* Work order *
Reprint all records below exactly. No images.

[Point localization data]
- - -
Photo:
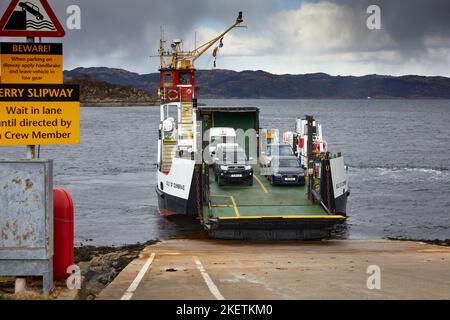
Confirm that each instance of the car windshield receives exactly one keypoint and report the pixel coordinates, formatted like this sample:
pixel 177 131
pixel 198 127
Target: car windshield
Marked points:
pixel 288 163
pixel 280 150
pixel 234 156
- - -
* Solution to the exercise *
Photo:
Confirm that each instance of the car windshield receives exactly one keypoint and report the pixel coordinates, formatted like this sample:
pixel 177 131
pixel 198 127
Target: car windshield
Marked points:
pixel 288 163
pixel 280 150
pixel 234 156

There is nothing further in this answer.